-- START Information provided --

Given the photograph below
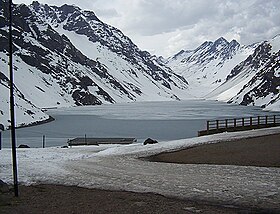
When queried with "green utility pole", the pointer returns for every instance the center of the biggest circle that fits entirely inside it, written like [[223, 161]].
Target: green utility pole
[[12, 102]]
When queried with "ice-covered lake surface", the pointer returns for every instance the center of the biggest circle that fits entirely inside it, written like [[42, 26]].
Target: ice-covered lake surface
[[118, 167], [162, 121]]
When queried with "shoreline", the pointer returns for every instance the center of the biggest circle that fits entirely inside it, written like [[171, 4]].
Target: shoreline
[[262, 151], [36, 123]]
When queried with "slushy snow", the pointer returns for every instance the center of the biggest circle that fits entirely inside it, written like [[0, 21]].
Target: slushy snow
[[118, 167]]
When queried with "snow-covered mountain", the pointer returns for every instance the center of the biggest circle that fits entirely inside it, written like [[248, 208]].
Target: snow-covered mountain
[[208, 66], [227, 71], [66, 56], [256, 80]]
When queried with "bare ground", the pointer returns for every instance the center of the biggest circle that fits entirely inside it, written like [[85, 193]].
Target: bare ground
[[260, 151]]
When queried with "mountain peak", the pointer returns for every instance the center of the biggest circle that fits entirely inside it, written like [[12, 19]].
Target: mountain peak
[[221, 40]]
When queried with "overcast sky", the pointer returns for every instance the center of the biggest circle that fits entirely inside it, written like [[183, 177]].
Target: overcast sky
[[164, 27]]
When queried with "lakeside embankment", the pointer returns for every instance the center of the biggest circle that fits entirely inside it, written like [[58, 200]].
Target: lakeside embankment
[[254, 151]]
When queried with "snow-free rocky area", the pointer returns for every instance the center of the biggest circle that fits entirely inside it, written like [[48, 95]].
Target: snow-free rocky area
[[118, 168]]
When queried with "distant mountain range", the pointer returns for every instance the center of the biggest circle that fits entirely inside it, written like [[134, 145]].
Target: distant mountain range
[[65, 56], [227, 71]]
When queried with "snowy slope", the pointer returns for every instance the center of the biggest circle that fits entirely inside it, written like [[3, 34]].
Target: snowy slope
[[207, 66], [256, 80], [116, 167], [64, 56], [226, 71], [26, 112]]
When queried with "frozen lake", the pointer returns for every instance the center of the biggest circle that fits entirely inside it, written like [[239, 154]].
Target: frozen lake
[[158, 120]]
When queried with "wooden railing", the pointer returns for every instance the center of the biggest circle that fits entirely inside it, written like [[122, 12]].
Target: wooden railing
[[240, 124]]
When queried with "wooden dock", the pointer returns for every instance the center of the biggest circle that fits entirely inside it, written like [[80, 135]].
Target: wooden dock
[[240, 124], [96, 141]]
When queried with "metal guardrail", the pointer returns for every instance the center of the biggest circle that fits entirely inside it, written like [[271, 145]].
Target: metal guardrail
[[240, 124]]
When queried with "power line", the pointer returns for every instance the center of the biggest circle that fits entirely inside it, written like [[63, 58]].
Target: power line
[[12, 102]]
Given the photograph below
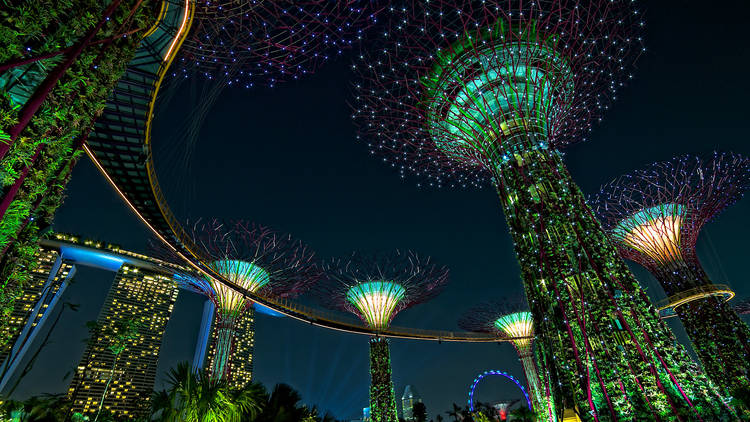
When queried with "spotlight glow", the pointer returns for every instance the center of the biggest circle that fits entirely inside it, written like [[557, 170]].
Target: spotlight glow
[[653, 231], [519, 324], [376, 301], [242, 273]]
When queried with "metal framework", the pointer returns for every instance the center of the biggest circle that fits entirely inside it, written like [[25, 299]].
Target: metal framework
[[255, 258], [492, 372], [120, 148], [261, 43], [512, 318], [375, 287], [655, 216], [460, 92]]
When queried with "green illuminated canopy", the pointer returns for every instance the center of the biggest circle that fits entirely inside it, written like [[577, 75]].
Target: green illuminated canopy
[[519, 325], [376, 301], [488, 88], [245, 274]]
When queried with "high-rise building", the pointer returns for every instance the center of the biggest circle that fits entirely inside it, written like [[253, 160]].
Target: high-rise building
[[240, 359], [46, 284], [128, 378], [408, 399]]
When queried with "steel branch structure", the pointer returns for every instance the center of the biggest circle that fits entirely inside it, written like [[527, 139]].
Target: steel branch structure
[[514, 320], [655, 216], [464, 91], [257, 42], [375, 288], [258, 260]]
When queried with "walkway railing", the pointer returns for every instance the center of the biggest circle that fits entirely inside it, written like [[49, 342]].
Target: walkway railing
[[120, 147]]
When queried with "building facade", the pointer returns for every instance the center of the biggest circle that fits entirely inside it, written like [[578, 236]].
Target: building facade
[[125, 381], [48, 280]]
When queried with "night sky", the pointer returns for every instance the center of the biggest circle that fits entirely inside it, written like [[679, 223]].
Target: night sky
[[288, 158]]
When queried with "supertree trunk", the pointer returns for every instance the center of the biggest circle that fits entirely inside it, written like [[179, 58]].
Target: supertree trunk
[[545, 383], [541, 405], [721, 340], [225, 334], [613, 356], [719, 337], [382, 398]]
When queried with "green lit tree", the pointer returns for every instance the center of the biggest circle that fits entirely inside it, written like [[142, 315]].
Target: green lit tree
[[192, 396], [655, 216], [375, 288], [59, 61], [472, 92]]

-- END Information provided --

- Exercise prompt -
Repeat the lines of the material word for word, starting at the line that contains "like [[179, 58]]." and ending at the end of the material, with both ends included.

- Expected output -
When queried with "supertree trunk", the pointer returns for every instance the center of the biggest circle that fits entirely inside it, written like [[179, 58]].
Target: supertree trunk
[[545, 383], [541, 405], [721, 340], [225, 334], [613, 356], [719, 337], [382, 398]]
When queried with "green lit tree", the pointer returns for every instance the center of the biggest circle that fits entirely inside it, written like [[142, 315]].
Target: green lit tree
[[192, 396], [655, 216], [375, 288], [59, 61], [472, 92]]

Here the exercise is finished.